### [ASSIGNMENT A]
In the article on the new healthcare training facility, how large will the building be?
### [ASSIGNMENT B]
Reproduce the portion of the healthcare training facility article that runs from "Early plans include" to "degrees and beyond.", word for word.

### [EXCERPT]
☆ ☆ ☆ ☆ ☆ ☆ ☆
Workforce pipeline
AWC, yrmc to build new healthcare training facility
It takes more than doctors and nurses to run a hospital. It needs phlebotomists, medical billers and coders, radiology technicians, accountants, business analysts and a wide variety of workers.
Where will this workforce come from? With a shared vision of transforming healthcare education in Yuma County, Arizona Western College and Yuma Regional Medical Center have partnered to create new programs and facilities to train this future workforce.
Early plans include building a new allied health training facility across the street from YRMC, next to the Cancer Center. Construction is expected to begin in 2024. The three-story, 75,000-square-foot building will also be home to medical residency training at YRMC.
The training facility will include programs in a variety of health fields, such as behavioral health, phlebotomy technician, medical billing and coding, community health worker, radiologic technology, nursing, certified nursing assistant, massage therapy, health aid and medical assistant.
The facility will serve short-term students seeking certificates as well as those who want associate degrees, bachelor’s degrees and beyond.
“Hospitals and healthcare systems across the country struggle to fill vacant positions that they have, and we’re no different. We struggle mightily,” said Dr. Robert Trenschel, YRMC president and CEO. “But this partnership between our organizations gives us an opportunity to have a steady pipeline of skilled workforce members that can come into our system here.
“And it’s also wonderful for the community because you can live and grow up here. You can go to school here, and you can get a well-paying job right here at the hospital or other healthcare organization in our community.”
Goals for the joint training facility include improved local health metrics, preventing the “brain drain” of local students leaving for education elsewhere and not returning to work in the Yuma region, maximizing local investment by sharing facilities and equipment, and building sustainable health training programs.
Dr. Daniel Corr, president of AWC, explained why the partnership between the college and the hospital is a “big deal.” “You cannot have a thriving community without a healthy community, a community with high-quality healthcare, and you can’t have high quality healthcare without the workers to support that.
“It’s so much more than a building. The building will symbolize it, but what will happen in the building and the impact of what will result from our joint efforts,” Corr added.
Spearheading the project are Reetika Dhawan, AWC vice president of workforce development and CTE, and Dr. Trudie Milner, YRMC chief operations officer.
“This partnership began with a shared passion for meeting the needs of our community. Yuma
Regional Medical Center is one of the area’s largest private employers – they are a hub of our
community. I was excited to sit down with them and learn about how we could partner to better
meet their needs,” Dhawan said.
She added: “We are going to bring every single program, every single training you see in the Phoenix area, you’re going to have that in Yuma County. And that’s our mission, that’s our vision, to bring those opportunities to Yuma County so that our next generation don’t have to leave Yuma. They stay here and they work here at Yuma Regional Medical Center.”
☆ ☆ ☆ ☆ ☆ ☆ ☆
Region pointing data
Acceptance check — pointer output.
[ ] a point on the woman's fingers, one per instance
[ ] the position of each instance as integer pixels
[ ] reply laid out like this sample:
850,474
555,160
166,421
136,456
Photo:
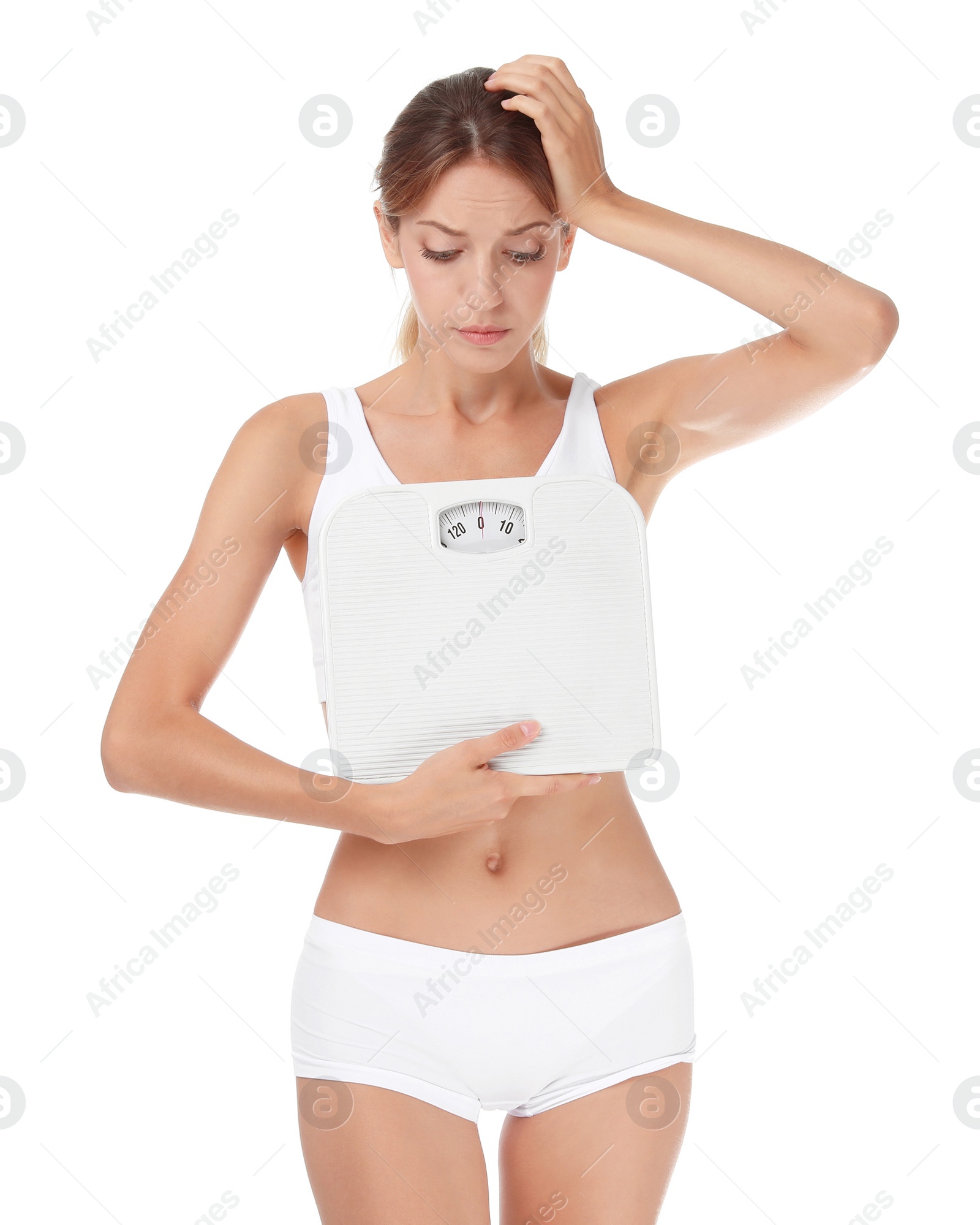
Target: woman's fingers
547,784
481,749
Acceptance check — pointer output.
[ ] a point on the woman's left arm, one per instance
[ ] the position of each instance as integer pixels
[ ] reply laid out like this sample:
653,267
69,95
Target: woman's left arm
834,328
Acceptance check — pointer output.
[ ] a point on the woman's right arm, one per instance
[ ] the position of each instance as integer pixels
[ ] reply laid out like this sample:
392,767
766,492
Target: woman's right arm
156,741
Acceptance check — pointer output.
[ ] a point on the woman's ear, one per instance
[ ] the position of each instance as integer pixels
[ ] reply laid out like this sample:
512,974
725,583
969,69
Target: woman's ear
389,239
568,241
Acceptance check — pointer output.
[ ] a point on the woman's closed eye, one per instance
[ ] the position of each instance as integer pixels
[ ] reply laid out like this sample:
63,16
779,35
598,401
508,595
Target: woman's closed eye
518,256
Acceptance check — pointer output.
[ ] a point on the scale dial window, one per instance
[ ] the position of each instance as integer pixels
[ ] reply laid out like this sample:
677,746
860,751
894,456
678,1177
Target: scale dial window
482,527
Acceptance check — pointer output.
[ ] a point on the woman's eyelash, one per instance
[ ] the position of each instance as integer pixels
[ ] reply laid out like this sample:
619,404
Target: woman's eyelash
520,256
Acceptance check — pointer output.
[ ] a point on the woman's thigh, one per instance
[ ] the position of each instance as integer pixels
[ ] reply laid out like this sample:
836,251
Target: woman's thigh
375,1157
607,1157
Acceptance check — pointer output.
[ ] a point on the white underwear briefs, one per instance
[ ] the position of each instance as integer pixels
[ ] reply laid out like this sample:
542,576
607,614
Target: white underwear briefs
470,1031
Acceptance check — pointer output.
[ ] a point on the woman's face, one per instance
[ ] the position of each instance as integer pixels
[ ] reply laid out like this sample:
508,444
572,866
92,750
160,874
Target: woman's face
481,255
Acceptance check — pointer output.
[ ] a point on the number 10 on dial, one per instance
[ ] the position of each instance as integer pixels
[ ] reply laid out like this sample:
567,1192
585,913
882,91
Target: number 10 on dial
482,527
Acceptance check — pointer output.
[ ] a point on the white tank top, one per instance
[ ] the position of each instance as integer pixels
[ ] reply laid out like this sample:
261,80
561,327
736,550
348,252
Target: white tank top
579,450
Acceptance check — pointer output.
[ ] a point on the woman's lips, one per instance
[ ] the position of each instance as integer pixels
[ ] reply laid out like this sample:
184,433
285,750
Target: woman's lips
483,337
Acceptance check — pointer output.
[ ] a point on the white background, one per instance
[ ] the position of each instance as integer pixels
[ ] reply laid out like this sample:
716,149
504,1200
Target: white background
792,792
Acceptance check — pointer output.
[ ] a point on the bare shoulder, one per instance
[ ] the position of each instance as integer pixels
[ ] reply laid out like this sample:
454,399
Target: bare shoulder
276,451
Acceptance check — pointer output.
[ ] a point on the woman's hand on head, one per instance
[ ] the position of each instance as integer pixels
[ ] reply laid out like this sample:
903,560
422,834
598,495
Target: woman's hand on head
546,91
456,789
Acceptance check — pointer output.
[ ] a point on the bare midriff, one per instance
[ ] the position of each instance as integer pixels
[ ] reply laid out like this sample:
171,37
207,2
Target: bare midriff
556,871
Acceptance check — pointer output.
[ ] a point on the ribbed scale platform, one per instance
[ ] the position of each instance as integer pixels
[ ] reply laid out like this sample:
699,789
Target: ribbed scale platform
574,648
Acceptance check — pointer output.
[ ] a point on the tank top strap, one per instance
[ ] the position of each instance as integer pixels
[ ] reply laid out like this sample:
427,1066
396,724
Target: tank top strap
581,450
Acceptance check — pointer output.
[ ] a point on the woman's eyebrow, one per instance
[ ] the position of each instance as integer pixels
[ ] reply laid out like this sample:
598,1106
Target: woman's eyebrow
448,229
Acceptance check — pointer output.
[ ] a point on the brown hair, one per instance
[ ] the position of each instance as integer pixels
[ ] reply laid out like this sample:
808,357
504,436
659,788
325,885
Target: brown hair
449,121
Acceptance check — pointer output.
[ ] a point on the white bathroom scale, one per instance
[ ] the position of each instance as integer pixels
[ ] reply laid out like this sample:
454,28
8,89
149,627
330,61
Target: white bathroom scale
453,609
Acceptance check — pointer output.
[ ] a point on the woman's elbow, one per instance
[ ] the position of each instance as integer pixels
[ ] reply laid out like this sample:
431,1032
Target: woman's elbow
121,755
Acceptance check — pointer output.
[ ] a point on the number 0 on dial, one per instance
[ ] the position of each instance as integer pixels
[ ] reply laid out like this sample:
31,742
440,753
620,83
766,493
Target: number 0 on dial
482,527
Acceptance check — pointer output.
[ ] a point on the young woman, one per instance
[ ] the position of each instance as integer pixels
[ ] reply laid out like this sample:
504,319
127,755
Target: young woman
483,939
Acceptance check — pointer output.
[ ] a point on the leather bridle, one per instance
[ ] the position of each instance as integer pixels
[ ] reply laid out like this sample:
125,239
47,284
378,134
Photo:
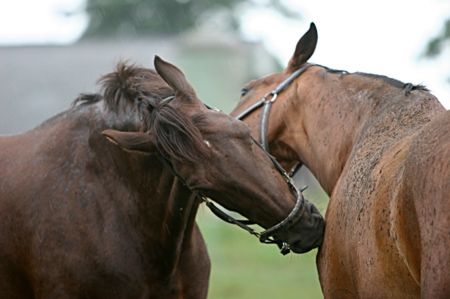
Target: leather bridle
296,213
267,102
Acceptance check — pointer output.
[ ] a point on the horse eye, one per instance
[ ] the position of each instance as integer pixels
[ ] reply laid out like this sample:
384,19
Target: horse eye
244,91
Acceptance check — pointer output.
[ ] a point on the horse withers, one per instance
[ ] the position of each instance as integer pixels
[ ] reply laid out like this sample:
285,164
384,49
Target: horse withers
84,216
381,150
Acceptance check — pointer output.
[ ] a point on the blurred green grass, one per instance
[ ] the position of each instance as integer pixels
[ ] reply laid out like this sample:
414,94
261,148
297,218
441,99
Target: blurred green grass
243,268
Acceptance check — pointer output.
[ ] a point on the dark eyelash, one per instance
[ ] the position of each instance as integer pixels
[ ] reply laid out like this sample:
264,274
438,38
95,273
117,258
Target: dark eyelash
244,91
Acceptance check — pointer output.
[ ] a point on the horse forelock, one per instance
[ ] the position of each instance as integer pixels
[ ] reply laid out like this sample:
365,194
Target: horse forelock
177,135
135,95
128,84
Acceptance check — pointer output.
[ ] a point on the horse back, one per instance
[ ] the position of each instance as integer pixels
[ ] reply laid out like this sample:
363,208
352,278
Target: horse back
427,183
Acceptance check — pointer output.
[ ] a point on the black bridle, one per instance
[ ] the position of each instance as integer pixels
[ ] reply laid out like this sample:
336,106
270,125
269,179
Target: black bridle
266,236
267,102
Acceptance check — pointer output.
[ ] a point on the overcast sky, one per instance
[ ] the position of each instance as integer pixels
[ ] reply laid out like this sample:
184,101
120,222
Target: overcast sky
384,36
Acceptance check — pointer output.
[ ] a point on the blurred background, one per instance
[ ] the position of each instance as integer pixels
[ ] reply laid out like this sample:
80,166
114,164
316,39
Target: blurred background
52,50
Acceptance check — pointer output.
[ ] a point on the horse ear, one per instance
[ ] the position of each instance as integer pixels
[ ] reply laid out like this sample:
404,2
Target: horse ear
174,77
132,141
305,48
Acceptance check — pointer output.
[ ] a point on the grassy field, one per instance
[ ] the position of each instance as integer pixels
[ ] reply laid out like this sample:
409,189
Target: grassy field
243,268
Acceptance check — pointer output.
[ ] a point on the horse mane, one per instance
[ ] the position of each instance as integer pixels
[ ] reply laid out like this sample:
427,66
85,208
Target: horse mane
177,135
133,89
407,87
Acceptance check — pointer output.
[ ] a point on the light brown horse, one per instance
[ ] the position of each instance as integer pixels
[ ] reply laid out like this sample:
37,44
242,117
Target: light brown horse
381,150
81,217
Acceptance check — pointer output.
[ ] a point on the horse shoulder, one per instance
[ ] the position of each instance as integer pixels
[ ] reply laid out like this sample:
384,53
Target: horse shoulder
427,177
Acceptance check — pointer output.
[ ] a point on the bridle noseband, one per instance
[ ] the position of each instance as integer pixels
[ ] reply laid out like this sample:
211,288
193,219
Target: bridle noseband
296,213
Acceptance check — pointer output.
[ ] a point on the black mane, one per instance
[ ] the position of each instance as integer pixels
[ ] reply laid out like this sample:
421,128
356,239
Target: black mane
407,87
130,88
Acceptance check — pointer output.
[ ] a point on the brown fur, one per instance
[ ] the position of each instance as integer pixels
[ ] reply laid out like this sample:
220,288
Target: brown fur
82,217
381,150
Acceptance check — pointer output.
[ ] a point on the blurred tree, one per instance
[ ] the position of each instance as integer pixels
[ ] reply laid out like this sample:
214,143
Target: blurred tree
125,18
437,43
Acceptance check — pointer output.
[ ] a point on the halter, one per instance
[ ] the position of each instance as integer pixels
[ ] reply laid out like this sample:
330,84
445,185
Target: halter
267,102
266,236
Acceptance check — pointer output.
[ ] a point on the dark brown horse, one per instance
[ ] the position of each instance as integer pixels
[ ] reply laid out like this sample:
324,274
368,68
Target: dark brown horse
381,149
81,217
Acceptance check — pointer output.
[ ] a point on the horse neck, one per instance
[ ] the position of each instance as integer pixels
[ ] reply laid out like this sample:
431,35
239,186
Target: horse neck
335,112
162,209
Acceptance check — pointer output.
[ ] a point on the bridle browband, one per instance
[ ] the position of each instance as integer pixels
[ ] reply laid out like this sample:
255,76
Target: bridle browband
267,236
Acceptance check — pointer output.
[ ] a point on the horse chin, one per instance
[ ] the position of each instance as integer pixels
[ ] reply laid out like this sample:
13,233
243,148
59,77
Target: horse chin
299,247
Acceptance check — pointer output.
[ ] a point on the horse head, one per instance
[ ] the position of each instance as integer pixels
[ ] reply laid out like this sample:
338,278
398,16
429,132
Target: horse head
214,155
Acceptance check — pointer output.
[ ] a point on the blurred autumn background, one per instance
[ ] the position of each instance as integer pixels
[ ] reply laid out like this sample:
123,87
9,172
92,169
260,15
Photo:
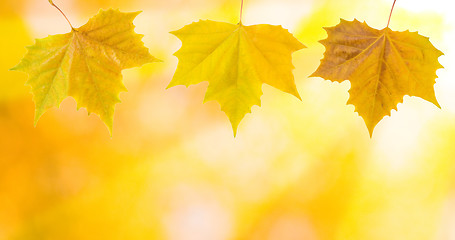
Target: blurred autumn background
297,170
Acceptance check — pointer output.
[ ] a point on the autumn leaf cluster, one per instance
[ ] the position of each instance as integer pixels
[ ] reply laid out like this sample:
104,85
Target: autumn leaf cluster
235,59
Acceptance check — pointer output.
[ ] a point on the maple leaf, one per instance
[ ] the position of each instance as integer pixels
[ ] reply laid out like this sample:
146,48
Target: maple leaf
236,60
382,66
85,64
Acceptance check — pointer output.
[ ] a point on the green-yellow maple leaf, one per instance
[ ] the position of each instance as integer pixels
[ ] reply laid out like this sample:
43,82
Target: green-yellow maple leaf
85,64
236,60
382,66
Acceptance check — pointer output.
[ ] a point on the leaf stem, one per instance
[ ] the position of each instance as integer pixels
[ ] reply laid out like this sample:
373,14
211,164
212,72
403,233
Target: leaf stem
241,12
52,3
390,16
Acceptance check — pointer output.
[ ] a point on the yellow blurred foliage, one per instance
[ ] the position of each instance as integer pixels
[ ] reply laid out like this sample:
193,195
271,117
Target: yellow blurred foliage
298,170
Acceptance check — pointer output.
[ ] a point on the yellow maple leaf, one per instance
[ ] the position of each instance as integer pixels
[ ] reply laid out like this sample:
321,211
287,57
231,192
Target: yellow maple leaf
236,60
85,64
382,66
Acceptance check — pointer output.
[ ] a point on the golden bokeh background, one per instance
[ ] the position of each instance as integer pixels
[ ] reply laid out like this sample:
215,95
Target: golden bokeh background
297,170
☆ ☆ ☆ ☆ ☆ ☆ ☆
### [TASK RESULT A]
Three stories and 75,000 square feet.

### [TASK RESULT B]
Early plans include building a new allied health training facility across the street from YRMC, next to the Cancer Center. Construction is expected to begin in 2024. The three-story, 75,000-square-foot building will also be home to medical residency training at YRMC.
The training facility will include programs in a variety of health fields, such as behavioral health, phlebotomy technician, medical billing and coding, community health worker, radiologic technology, nursing, certified nursing assistant, massage therapy, health aid and medical assistant.
The facility will serve short-term students seeking certificates as well as those who want associate degrees, bachelor’s degrees and beyond.